__What to produce__.
Reproduce all of the items below, switching every "a dot" to "a point" and keeping everything else the same.

__Excerpts from a pointing dataset__.

#####

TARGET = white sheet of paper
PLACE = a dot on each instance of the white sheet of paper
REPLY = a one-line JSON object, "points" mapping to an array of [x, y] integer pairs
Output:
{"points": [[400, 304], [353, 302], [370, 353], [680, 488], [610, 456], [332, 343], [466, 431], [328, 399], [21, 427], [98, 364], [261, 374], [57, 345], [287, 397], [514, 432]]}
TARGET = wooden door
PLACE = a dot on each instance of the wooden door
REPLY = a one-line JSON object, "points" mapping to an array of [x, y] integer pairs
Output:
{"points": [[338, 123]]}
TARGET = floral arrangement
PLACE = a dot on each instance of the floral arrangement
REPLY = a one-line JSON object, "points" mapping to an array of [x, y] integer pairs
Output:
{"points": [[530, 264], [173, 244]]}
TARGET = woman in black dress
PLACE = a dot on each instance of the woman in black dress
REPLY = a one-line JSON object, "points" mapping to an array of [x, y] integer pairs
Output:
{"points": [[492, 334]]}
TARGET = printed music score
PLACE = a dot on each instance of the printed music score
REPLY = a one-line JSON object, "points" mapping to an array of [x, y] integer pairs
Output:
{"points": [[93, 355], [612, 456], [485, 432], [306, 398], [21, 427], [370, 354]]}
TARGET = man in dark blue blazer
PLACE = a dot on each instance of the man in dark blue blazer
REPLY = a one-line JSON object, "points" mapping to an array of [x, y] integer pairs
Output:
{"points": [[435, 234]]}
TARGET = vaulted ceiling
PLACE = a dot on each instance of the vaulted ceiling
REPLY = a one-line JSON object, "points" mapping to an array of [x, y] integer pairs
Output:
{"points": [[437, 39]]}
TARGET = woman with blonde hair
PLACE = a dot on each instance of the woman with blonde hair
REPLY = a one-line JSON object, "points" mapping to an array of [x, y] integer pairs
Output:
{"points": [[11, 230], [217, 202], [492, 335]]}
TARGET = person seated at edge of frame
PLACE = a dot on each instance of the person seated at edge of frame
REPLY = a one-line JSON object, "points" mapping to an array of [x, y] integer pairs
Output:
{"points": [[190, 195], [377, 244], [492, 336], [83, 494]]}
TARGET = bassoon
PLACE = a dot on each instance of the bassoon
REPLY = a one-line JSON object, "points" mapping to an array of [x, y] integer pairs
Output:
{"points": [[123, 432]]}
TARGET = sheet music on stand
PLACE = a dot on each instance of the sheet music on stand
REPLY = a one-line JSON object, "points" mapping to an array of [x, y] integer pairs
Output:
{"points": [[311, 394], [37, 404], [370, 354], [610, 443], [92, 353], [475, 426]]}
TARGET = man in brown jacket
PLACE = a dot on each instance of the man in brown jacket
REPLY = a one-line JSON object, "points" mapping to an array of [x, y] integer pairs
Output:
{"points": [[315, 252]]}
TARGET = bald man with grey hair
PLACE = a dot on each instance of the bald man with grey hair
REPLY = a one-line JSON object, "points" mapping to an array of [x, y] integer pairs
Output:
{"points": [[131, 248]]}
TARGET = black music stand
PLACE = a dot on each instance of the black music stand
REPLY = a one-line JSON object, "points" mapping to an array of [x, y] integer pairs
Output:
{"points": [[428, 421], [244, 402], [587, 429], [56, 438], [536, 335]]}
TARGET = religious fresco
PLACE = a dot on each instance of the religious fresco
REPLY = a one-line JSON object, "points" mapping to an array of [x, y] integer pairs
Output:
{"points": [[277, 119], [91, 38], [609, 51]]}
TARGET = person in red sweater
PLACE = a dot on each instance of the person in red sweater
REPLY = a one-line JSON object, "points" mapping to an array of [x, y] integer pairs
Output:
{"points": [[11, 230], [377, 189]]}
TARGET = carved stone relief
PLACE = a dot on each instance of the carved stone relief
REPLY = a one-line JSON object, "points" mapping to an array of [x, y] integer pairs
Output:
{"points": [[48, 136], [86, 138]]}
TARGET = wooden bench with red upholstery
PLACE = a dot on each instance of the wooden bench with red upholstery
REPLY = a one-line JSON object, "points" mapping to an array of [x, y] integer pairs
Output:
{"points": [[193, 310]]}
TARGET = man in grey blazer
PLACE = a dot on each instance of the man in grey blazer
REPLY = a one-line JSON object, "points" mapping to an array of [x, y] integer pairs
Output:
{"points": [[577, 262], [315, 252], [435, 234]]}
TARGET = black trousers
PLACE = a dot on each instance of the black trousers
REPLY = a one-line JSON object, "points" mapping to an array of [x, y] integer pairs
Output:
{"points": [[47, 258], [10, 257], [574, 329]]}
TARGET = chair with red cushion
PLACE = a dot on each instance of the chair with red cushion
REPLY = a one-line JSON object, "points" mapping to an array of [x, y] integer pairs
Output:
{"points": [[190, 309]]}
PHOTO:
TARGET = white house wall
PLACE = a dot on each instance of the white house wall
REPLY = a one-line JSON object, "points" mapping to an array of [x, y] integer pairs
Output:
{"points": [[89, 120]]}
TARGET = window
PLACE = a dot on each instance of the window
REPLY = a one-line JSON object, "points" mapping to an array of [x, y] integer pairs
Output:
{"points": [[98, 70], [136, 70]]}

#####

__Answer to the problem__.
TARGET = white sheet of paper
PLACE = a point on each instance of the white sheet of paper
REPLY = a one-line JSON object, "points" mapping to an array of [x, y] integer pairs
Output:
{"points": [[400, 304], [353, 302], [370, 353], [680, 488], [610, 456], [332, 343], [466, 431], [328, 399], [21, 427], [98, 364], [261, 374], [57, 345], [287, 397], [514, 432]]}
TARGET = wooden door
PLACE = a point on each instance of the wooden door
REPLY = a one-line JSON object, "points" mapping to an array of [x, y] integer pairs
Output:
{"points": [[338, 123]]}
TARGET = floral arrangement
PLACE = a point on each instance of the floral arrangement
REPLY = a one-line JSON object, "points" mapping to an array of [x, y] integer pairs
Output:
{"points": [[530, 264], [173, 244]]}
TARGET = woman in black dress
PLACE = a point on each instance of the woman in black dress
REPLY = a one-line JSON object, "points" mapping to an array of [x, y] integer pairs
Output:
{"points": [[492, 334]]}
TARGET = printed music score
PLACE = a point on each instance of the printed music score
REPLY = a one-line JSON object, "points" mapping to an array of [x, y] integer pairs
Output:
{"points": [[93, 355], [612, 456], [485, 432], [306, 398], [21, 427], [370, 354]]}
TARGET = man in dark blue blazer
PLACE = a point on each instance of the man in dark blue blazer
REPLY = a one-line JSON object, "points" mapping to an array of [x, y] integer pairs
Output:
{"points": [[435, 234]]}
TARGET = vaulted ceiling
PLACE = a point on each instance of the vaulted ceiling
REPLY = a one-line JSON object, "points" mapping to an array of [x, y] integer pairs
Output:
{"points": [[437, 39]]}
TARGET = woman with blonde hair
PLACE = a point on each instance of the woman with blonde hair
REPLY = a one-line JSON object, "points" mapping to an array of [x, y] integer pairs
Output:
{"points": [[11, 230], [217, 202], [492, 335]]}
TARGET = person seated at edge of frame
PLACE = a point on each instance of the person seated at edge of frame
REPLY = a one-line JSON object, "points" mapping to an array of [x, y] integer pairs
Output:
{"points": [[190, 195], [377, 244], [492, 336], [83, 494]]}
TARGET = bassoon
PLACE = a point on each instance of the bassoon
REPLY = a one-line JSON object, "points" mapping to an array of [x, y] integer pairs
Output:
{"points": [[123, 432]]}
TARGET = sheet music on stand
PLACE = a point on each instance of the sheet music on stand
REPLY = a one-line JSON object, "points" mapping to an array of [x, y] integer pairs
Output:
{"points": [[311, 394], [37, 404], [370, 354], [610, 443], [92, 353], [475, 426]]}
TARGET = man in brown jacket
PLACE = a point on each instance of the man in brown jacket
REPLY = a one-line JSON object, "points" mapping to an array of [x, y] integer pairs
Output:
{"points": [[315, 252]]}
TARGET = bald man with grey hair
PLACE = a point on each instance of the bald man with grey hair
REPLY = a one-line JSON object, "points" mapping to an array of [x, y] integer pairs
Output:
{"points": [[131, 248]]}
TARGET = black music stand
PLACE = a point on each instance of the black music stand
REPLY = a one-line JSON object, "points" mapping to an array of [x, y] integer pairs
Output:
{"points": [[428, 421], [244, 402], [587, 429], [56, 438], [536, 335]]}
TARGET = religious fresco
PLACE = a point on each instance of the religious fresco
REPLY = a one-line JSON object, "points" mapping to an array of [x, y] integer pairs
Output:
{"points": [[277, 119], [91, 38], [609, 51]]}
TARGET = person in red sweater
PLACE = a point on each instance of the person in red sweater
REPLY = a one-line JSON object, "points" mapping to an array of [x, y] integer pairs
Output:
{"points": [[11, 230], [377, 189]]}
TARGET = carved stone relief
PLACE = a point on each instance of the carved stone relief
REPLY = a one-line JSON object, "points" mapping to an array of [x, y] integer pairs
Output:
{"points": [[48, 136], [86, 138]]}
TARGET = wooden bench with red upholstery
PLACE = a point on each instance of the wooden bench with red upholstery
REPLY = a one-line JSON object, "points" mapping to an array of [x, y] integer pairs
Output:
{"points": [[193, 310]]}
TARGET = man in grey blazer
PLACE = a point on each instance of the man in grey blazer
REPLY = a one-line JSON object, "points" mapping to an array of [x, y] integer pairs
Output:
{"points": [[577, 262], [315, 252], [435, 234]]}
TARGET = black trousers
PLACE = a point on each instance of the black trousers
REPLY = a one-line JSON object, "points" mapping to an array of [x, y] integer pairs
Output:
{"points": [[47, 258], [10, 257], [574, 329]]}
TARGET = chair with red cushion
PLACE = a point on each instance of the chair with red cushion
REPLY = a one-line JSON object, "points" mapping to an array of [x, y] integer pairs
Output:
{"points": [[190, 309]]}
PHOTO:
TARGET = white house wall
PLACE = a point on each instance of the white house wall
REPLY = a one-line JSON object, "points" mapping to an array of [x, y] integer pairs
Output:
{"points": [[89, 120]]}
TARGET = window
PLACE = a point on each instance of the window
REPLY = a one-line JSON object, "points" mapping to an array of [x, y] integer pairs
Output:
{"points": [[98, 70], [136, 70]]}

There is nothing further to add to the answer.